-------- Data to use --------
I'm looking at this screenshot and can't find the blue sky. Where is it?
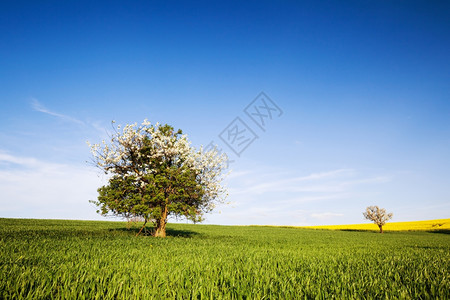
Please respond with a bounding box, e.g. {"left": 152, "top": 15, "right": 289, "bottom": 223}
{"left": 1, "top": 1, "right": 449, "bottom": 225}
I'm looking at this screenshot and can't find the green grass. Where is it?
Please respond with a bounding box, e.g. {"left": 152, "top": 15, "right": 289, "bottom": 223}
{"left": 1, "top": 218, "right": 449, "bottom": 299}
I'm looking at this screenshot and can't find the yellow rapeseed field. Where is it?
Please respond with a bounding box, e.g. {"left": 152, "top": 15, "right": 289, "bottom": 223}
{"left": 303, "top": 218, "right": 450, "bottom": 232}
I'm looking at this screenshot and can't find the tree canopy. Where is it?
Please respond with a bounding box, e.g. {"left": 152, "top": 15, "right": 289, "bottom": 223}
{"left": 363, "top": 205, "right": 393, "bottom": 233}
{"left": 88, "top": 120, "right": 228, "bottom": 237}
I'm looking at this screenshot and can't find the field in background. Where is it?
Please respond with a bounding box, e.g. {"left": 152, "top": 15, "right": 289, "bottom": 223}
{"left": 1, "top": 218, "right": 449, "bottom": 299}
{"left": 303, "top": 218, "right": 450, "bottom": 232}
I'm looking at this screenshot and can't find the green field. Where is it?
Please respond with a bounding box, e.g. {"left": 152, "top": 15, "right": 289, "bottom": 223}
{"left": 1, "top": 218, "right": 449, "bottom": 299}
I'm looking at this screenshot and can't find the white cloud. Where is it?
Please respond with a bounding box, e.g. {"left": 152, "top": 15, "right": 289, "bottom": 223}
{"left": 31, "top": 98, "right": 85, "bottom": 126}
{"left": 30, "top": 99, "right": 110, "bottom": 142}
{"left": 280, "top": 193, "right": 352, "bottom": 205}
{"left": 0, "top": 151, "right": 106, "bottom": 220}
{"left": 227, "top": 170, "right": 253, "bottom": 179}
{"left": 0, "top": 152, "right": 41, "bottom": 168}
{"left": 310, "top": 212, "right": 344, "bottom": 220}
{"left": 212, "top": 166, "right": 392, "bottom": 225}
{"left": 89, "top": 120, "right": 109, "bottom": 136}
{"left": 227, "top": 168, "right": 383, "bottom": 196}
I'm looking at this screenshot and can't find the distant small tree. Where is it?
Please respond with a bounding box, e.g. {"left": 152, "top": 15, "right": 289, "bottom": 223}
{"left": 88, "top": 119, "right": 228, "bottom": 237}
{"left": 363, "top": 206, "right": 393, "bottom": 233}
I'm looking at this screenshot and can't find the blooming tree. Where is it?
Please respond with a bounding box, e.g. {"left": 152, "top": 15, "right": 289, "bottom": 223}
{"left": 363, "top": 206, "right": 393, "bottom": 233}
{"left": 88, "top": 120, "right": 228, "bottom": 237}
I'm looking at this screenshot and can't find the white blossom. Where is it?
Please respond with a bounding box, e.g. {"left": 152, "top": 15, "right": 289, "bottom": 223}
{"left": 87, "top": 119, "right": 229, "bottom": 209}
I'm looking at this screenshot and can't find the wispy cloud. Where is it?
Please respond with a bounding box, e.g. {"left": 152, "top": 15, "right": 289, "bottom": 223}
{"left": 310, "top": 212, "right": 344, "bottom": 220}
{"left": 30, "top": 98, "right": 109, "bottom": 138}
{"left": 212, "top": 167, "right": 393, "bottom": 226}
{"left": 280, "top": 193, "right": 353, "bottom": 205}
{"left": 31, "top": 98, "right": 85, "bottom": 126}
{"left": 0, "top": 151, "right": 105, "bottom": 220}
{"left": 228, "top": 168, "right": 359, "bottom": 195}
{"left": 0, "top": 151, "right": 41, "bottom": 168}
{"left": 227, "top": 170, "right": 253, "bottom": 179}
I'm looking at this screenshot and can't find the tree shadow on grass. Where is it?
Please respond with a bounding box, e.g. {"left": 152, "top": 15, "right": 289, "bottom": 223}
{"left": 426, "top": 229, "right": 450, "bottom": 234}
{"left": 165, "top": 228, "right": 199, "bottom": 238}
{"left": 339, "top": 229, "right": 377, "bottom": 233}
{"left": 109, "top": 227, "right": 199, "bottom": 238}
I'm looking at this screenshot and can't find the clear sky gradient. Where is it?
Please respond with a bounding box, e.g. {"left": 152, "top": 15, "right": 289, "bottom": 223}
{"left": 1, "top": 1, "right": 449, "bottom": 225}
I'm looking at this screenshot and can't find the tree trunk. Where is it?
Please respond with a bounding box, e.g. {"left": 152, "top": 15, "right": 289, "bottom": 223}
{"left": 154, "top": 206, "right": 168, "bottom": 237}
{"left": 378, "top": 224, "right": 383, "bottom": 233}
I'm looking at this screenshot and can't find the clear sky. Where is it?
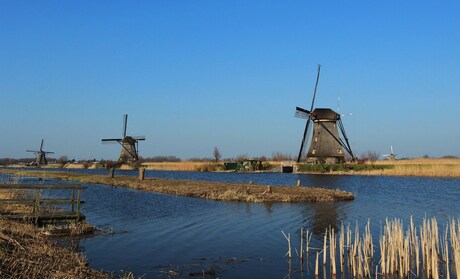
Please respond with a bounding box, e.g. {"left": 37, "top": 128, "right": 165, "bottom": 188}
{"left": 1, "top": 1, "right": 459, "bottom": 161}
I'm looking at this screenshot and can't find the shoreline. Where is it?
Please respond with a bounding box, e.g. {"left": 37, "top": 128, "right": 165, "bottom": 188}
{"left": 3, "top": 157, "right": 460, "bottom": 178}
{"left": 0, "top": 186, "right": 109, "bottom": 278}
{"left": 0, "top": 169, "right": 354, "bottom": 203}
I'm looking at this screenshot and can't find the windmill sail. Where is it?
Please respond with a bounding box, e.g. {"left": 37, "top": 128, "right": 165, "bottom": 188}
{"left": 26, "top": 139, "right": 54, "bottom": 166}
{"left": 101, "top": 114, "right": 145, "bottom": 163}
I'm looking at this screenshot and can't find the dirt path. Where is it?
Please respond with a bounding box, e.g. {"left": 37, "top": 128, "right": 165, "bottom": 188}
{"left": 0, "top": 169, "right": 354, "bottom": 202}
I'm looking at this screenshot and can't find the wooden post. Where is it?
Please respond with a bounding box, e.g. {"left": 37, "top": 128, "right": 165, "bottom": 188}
{"left": 34, "top": 189, "right": 40, "bottom": 224}
{"left": 109, "top": 167, "right": 115, "bottom": 178}
{"left": 71, "top": 189, "right": 75, "bottom": 213}
{"left": 138, "top": 167, "right": 145, "bottom": 180}
{"left": 76, "top": 189, "right": 81, "bottom": 222}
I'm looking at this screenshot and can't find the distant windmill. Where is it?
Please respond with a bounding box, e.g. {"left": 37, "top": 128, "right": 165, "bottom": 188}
{"left": 382, "top": 146, "right": 398, "bottom": 160}
{"left": 27, "top": 139, "right": 54, "bottom": 166}
{"left": 101, "top": 114, "right": 145, "bottom": 163}
{"left": 295, "top": 65, "right": 355, "bottom": 164}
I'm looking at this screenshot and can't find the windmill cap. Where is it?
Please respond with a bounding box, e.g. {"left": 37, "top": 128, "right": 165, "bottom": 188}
{"left": 312, "top": 108, "right": 340, "bottom": 120}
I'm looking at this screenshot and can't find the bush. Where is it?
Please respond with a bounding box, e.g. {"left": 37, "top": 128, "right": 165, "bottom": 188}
{"left": 195, "top": 163, "right": 222, "bottom": 172}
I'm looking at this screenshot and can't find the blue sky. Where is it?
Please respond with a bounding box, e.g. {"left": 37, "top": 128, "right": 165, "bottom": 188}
{"left": 1, "top": 1, "right": 459, "bottom": 160}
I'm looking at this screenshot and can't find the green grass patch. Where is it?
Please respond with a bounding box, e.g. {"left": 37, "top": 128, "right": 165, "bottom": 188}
{"left": 297, "top": 163, "right": 394, "bottom": 173}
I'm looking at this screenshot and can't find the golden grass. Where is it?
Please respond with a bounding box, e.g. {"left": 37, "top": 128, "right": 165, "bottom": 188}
{"left": 0, "top": 217, "right": 109, "bottom": 279}
{"left": 364, "top": 158, "right": 460, "bottom": 177}
{"left": 377, "top": 158, "right": 460, "bottom": 165}
{"left": 141, "top": 161, "right": 215, "bottom": 171}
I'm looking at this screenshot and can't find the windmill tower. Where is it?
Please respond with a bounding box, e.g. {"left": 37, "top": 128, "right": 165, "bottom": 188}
{"left": 27, "top": 139, "right": 54, "bottom": 166}
{"left": 295, "top": 65, "right": 355, "bottom": 164}
{"left": 101, "top": 114, "right": 145, "bottom": 163}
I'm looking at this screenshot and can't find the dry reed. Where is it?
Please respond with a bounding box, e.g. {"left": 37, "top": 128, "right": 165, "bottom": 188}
{"left": 0, "top": 217, "right": 109, "bottom": 278}
{"left": 362, "top": 158, "right": 460, "bottom": 178}
{"left": 284, "top": 216, "right": 460, "bottom": 278}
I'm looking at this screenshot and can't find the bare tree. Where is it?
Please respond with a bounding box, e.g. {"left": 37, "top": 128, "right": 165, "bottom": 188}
{"left": 365, "top": 150, "right": 380, "bottom": 165}
{"left": 271, "top": 152, "right": 292, "bottom": 161}
{"left": 213, "top": 146, "right": 221, "bottom": 163}
{"left": 57, "top": 156, "right": 68, "bottom": 164}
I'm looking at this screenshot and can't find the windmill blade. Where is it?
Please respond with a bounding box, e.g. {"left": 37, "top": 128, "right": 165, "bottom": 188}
{"left": 102, "top": 138, "right": 122, "bottom": 144}
{"left": 132, "top": 136, "right": 146, "bottom": 141}
{"left": 123, "top": 114, "right": 128, "bottom": 138}
{"left": 294, "top": 107, "right": 311, "bottom": 119}
{"left": 309, "top": 64, "right": 321, "bottom": 112}
{"left": 297, "top": 118, "right": 312, "bottom": 162}
{"left": 40, "top": 139, "right": 44, "bottom": 151}
{"left": 44, "top": 151, "right": 55, "bottom": 154}
{"left": 296, "top": 64, "right": 321, "bottom": 163}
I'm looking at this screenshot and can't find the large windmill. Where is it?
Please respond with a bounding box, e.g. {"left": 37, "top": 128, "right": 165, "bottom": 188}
{"left": 101, "top": 114, "right": 145, "bottom": 163}
{"left": 27, "top": 139, "right": 54, "bottom": 166}
{"left": 295, "top": 65, "right": 355, "bottom": 164}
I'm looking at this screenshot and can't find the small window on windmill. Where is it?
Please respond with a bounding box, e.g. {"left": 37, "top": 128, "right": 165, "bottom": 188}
{"left": 312, "top": 149, "right": 316, "bottom": 155}
{"left": 338, "top": 149, "right": 342, "bottom": 154}
{"left": 314, "top": 137, "right": 318, "bottom": 142}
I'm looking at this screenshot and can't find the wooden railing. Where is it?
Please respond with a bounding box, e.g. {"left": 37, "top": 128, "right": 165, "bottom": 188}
{"left": 0, "top": 184, "right": 86, "bottom": 224}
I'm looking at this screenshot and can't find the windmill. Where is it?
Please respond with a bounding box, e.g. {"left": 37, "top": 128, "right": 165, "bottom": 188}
{"left": 27, "top": 139, "right": 54, "bottom": 166}
{"left": 382, "top": 146, "right": 398, "bottom": 160}
{"left": 295, "top": 65, "right": 355, "bottom": 164}
{"left": 101, "top": 114, "right": 145, "bottom": 163}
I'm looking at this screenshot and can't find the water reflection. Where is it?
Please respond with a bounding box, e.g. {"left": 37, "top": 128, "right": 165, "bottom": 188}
{"left": 263, "top": 202, "right": 273, "bottom": 215}
{"left": 298, "top": 202, "right": 346, "bottom": 240}
{"left": 310, "top": 203, "right": 341, "bottom": 236}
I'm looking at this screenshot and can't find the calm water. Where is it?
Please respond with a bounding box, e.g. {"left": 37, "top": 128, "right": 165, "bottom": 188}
{"left": 10, "top": 169, "right": 460, "bottom": 278}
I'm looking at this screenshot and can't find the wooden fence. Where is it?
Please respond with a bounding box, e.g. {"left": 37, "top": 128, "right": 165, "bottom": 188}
{"left": 0, "top": 184, "right": 86, "bottom": 225}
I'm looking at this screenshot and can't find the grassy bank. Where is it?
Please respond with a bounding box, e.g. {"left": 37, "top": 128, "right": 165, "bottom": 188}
{"left": 0, "top": 188, "right": 109, "bottom": 278}
{"left": 0, "top": 169, "right": 354, "bottom": 203}
{"left": 297, "top": 158, "right": 460, "bottom": 178}
{"left": 0, "top": 217, "right": 110, "bottom": 279}
{"left": 141, "top": 161, "right": 224, "bottom": 171}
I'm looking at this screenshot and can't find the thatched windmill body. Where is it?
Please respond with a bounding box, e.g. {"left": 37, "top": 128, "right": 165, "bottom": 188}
{"left": 102, "top": 114, "right": 145, "bottom": 163}
{"left": 295, "top": 65, "right": 355, "bottom": 164}
{"left": 27, "top": 139, "right": 54, "bottom": 166}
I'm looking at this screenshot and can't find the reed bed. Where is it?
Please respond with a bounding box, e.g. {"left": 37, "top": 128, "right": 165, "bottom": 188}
{"left": 363, "top": 158, "right": 460, "bottom": 178}
{"left": 141, "top": 161, "right": 219, "bottom": 171}
{"left": 283, "top": 216, "right": 460, "bottom": 278}
{"left": 0, "top": 217, "right": 109, "bottom": 278}
{"left": 352, "top": 164, "right": 460, "bottom": 178}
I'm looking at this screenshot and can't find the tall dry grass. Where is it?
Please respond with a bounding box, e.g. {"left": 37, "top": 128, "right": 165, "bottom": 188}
{"left": 142, "top": 161, "right": 214, "bottom": 171}
{"left": 0, "top": 217, "right": 109, "bottom": 278}
{"left": 378, "top": 158, "right": 460, "bottom": 165}
{"left": 361, "top": 158, "right": 460, "bottom": 178}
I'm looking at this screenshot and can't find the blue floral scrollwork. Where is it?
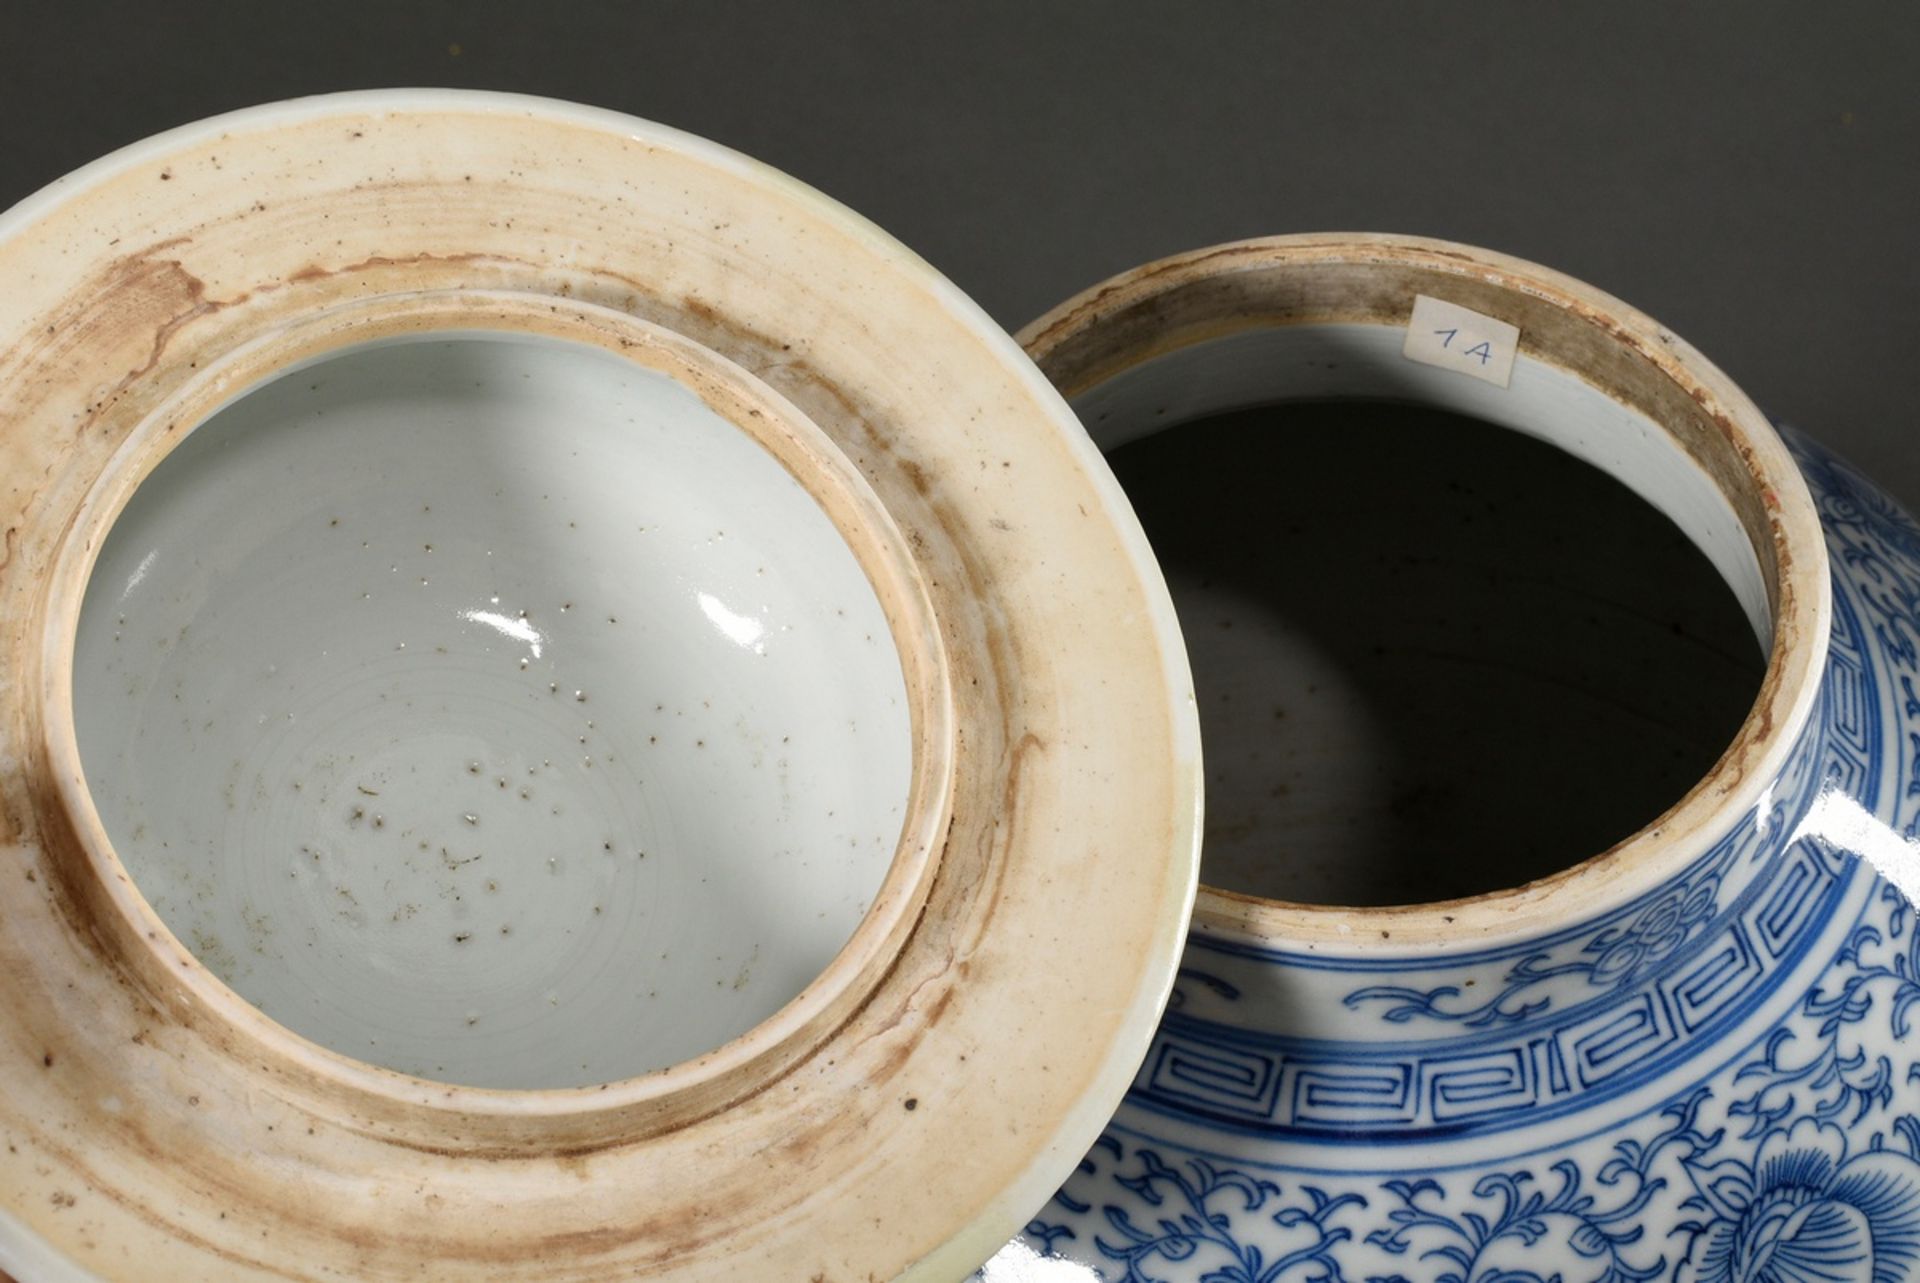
--------
- _Aim of the exercise_: Using the listing above, list every line in which the string "clear" occurs.

- _Solution_:
I'm looking at this screenshot and can't find the clear sky gradient. Where is it?
I'm looking at this screenshot and can't find the clear sky. Where is it?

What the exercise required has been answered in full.